[Start of Attachment]
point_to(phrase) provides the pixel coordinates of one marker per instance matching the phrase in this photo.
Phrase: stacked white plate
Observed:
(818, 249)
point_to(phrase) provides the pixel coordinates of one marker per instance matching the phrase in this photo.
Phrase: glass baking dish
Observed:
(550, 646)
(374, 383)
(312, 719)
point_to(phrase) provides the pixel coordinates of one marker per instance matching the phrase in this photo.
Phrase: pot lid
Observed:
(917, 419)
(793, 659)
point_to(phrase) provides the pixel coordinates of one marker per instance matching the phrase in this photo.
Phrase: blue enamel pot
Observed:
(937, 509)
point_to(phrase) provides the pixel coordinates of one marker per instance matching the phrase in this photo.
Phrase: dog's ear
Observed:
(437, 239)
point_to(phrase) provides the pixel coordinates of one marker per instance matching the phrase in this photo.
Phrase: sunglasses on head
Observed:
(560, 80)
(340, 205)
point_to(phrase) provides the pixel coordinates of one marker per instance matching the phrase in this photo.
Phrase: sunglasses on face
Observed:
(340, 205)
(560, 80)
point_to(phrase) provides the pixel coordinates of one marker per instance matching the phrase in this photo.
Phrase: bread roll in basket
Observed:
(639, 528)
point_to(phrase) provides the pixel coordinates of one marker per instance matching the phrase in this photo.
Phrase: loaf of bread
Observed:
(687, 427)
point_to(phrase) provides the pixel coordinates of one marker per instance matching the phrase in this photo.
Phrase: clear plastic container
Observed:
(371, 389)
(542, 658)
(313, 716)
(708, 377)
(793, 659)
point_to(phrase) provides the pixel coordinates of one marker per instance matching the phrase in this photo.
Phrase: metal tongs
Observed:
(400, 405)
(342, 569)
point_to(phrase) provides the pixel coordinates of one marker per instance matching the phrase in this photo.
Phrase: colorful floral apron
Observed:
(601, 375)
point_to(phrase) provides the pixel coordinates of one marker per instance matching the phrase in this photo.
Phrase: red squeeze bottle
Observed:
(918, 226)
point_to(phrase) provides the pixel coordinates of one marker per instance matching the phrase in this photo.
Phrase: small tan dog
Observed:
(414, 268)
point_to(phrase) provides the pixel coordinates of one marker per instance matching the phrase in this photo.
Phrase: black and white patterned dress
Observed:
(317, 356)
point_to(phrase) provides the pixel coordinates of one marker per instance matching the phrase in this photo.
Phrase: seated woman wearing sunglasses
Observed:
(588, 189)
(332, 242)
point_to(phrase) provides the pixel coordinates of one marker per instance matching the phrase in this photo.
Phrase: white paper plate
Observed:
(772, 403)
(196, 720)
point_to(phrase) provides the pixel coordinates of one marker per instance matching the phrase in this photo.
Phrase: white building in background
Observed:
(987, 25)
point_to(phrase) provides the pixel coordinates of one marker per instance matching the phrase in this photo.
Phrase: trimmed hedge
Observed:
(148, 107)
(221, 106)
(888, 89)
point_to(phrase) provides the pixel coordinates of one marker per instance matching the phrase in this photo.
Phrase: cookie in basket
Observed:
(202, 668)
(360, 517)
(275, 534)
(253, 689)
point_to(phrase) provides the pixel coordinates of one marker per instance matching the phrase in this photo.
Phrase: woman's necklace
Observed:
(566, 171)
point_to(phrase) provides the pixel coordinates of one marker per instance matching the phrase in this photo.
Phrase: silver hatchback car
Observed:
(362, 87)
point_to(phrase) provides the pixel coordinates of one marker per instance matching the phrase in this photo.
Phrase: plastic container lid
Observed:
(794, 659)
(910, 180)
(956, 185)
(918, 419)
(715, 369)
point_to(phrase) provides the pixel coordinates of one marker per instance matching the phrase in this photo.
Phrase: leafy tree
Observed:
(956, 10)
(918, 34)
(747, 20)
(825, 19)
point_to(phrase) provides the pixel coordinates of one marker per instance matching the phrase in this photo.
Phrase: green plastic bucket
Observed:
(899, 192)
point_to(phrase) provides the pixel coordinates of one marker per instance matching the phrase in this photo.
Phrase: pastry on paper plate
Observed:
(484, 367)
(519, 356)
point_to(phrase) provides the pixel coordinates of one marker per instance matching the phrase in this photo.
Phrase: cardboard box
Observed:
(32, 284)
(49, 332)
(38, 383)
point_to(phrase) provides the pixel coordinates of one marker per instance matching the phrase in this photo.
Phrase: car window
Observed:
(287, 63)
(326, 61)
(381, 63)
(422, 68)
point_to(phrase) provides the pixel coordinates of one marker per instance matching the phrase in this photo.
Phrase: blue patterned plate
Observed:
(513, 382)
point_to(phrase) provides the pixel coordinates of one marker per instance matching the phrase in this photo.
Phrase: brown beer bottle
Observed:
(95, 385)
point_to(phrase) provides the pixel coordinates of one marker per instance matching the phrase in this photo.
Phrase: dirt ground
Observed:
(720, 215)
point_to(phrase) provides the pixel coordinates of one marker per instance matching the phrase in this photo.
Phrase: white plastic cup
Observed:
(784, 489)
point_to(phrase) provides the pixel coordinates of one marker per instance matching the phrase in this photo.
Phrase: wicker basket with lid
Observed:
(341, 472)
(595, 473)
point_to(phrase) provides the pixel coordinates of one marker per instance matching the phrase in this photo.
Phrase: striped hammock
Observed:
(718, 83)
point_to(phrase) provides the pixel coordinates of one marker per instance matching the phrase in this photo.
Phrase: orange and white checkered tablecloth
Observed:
[End of Attachment]
Exactly reproduce every line found in the records.

point_to(phrase) provides the pixel coordinates of one marker per instance matching the phrase in this photo.
Phrase: stacked white plate
Observed:
(818, 249)
point_to(phrase) provides the pixel coordinates of one marker per instance matching the phrase in this photo.
Phrase: glass baking dish
Observed:
(550, 646)
(374, 383)
(312, 719)
point_to(phrase) provides the pixel coordinates of one marker per instance matching the phrase in this photo.
Phrase: pot lid
Observed:
(917, 419)
(793, 659)
point_to(phrase) provides the pixel coordinates of one marker per instance matching the phrase in this photo.
Phrase: blue enamel pot
Observed:
(937, 509)
point_to(phrase) provides the pixel coordinates of one marker per instance matching the phrase in this photo.
Phrase: dog's ear
Observed:
(437, 239)
point_to(phrase) provides the pixel coordinates of one marker per instance matching the phrase in this photo.
Phrase: sunglasses on head
Observed:
(560, 80)
(340, 205)
point_to(phrase) provides the pixel coordinates of one marker per instance matching the phrase in this photo.
Phrase: sunglasses on face
Observed:
(340, 205)
(560, 80)
point_to(phrase) provides the pixel coordinates of one marker per instance matching the phrase in this photo.
Phrase: bread roll in basket
Observed:
(639, 528)
point_to(phrase) provides the pixel coordinates of one marker per instance matching the phrase in this photo.
Phrase: loaf of bread
Observed:
(687, 427)
point_to(phrase) provides the pixel coordinates of one marker per instance matching the phrase in this photo.
Phrase: clear plastic container
Observed:
(371, 389)
(542, 658)
(313, 716)
(708, 377)
(793, 659)
point_to(phrase) provides the pixel coordinates of one marker per instance matching the phrase in this photo.
Phrase: metal tongs
Observed:
(400, 405)
(342, 569)
point_to(phrase) provides the pixel coordinates of one marker per instance matching the phrase in this photo.
Phrase: colorful floral apron
Observed:
(601, 375)
point_to(phrase) provides the pixel coordinates of one marker per instance matching the phrase in this photo.
Phrase: red squeeze bottle
Observed:
(918, 226)
point_to(phrase) provides the pixel coordinates of one marker per instance matching the phrase in this photo.
Phrase: small tan dog
Observed:
(414, 268)
point_to(phrase) provides the pixel coordinates of one marker per instance matching the phrase in this photo.
Phrase: black and white patterned dress
Observed:
(317, 356)
point_to(phrase) provides the pixel coordinates of one marker per instance matching the phrase in this photo.
Phrase: seated woman wearing sunglasses
Observed:
(588, 189)
(332, 242)
point_to(phrase) provides the pixel coordinates of one marker per instance matching the phrase in this photo.
Phrase: white paper plate
Observed:
(772, 403)
(196, 720)
point_to(phrase) provides the pixel coordinates of one marker per instance matching the phrase in this photo.
Phrase: white building in background
Observed:
(987, 25)
point_to(phrase) provides the pixel coordinates of one marker per instance matching the phrase in this photo.
Phrase: trimmed hedge
Observed:
(148, 107)
(221, 106)
(888, 89)
point_to(phrase) provides the pixel coordinates of one marker per instance matching the phrase in this photo.
Phrase: cookie in basket
Observed:
(202, 668)
(360, 517)
(275, 534)
(253, 689)
point_to(phrase) provides the pixel coordinates of one marker per instance matching the phrase in this photo.
Phrase: woman's necklace
Observed:
(566, 171)
point_to(phrase) provides the pixel coordinates of one marker per instance matching the phrase in this photo.
Phrase: silver hatchback car
Observed:
(362, 87)
point_to(phrase) provides the pixel coordinates of one marker per instance matching the phrase in this photo.
Phrase: plastic container lid
Observed:
(794, 659)
(910, 180)
(956, 185)
(918, 419)
(715, 369)
point_to(phrase) provides the pixel coordinates of one marker per instance matching the phrase in this photo.
Phrase: leafy tree
Observed:
(956, 10)
(918, 34)
(747, 20)
(825, 19)
point_to(phrase) provides the pixel coordinates of one marker per instance matching the phrase in this photo.
Phrase: green plastic bucket
Observed:
(899, 192)
point_to(phrase) provides the pixel coordinates of one marker per instance matching the phrase in this photo.
Phrase: pastry on paper plate
Observed:
(484, 367)
(519, 356)
point_to(phrase) provides the pixel coordinates of one marker per instance matching the phrase in this photo.
Phrase: cardboard box
Observed:
(32, 284)
(49, 332)
(38, 383)
point_to(phrase) provides the pixel coordinates of one marker per instance matching the phrase in this photo.
Phrase: car window
Observed:
(287, 63)
(326, 61)
(381, 63)
(422, 68)
point_to(phrase) provides the pixel coordinates of one marker per instance matching the phrase in this photo.
Phrase: blue patterned plate
Observed:
(513, 382)
point_to(phrase) provides the pixel coordinates of one marker per instance matching the phrase in this photo.
Phrase: brown beer bottle
Observed:
(95, 385)
point_to(phrase) provides the pixel coordinates of one marker per instance matching the phrase in this photo.
Phrase: dirt ground
Observed:
(720, 215)
point_to(phrase) provides the pixel coordinates of one marker per instance matching the phrase in this photo.
Phrase: white plastic cup
Observed:
(784, 489)
point_to(phrase) provides the pixel coordinates of one marker per instance matching the phrase in this photo.
Phrase: wicker basket with lid
Observed:
(341, 472)
(595, 473)
point_to(phrase) provides the pixel coordinates of one marker per instance matching the phrase in this photo.
Phrase: striped hammock
Observed:
(718, 83)
point_to(phrase) provides the pixel coordinates of one marker per instance matching the phrase in this photo.
Phrase: orange and white checkered tablecloth
Observed:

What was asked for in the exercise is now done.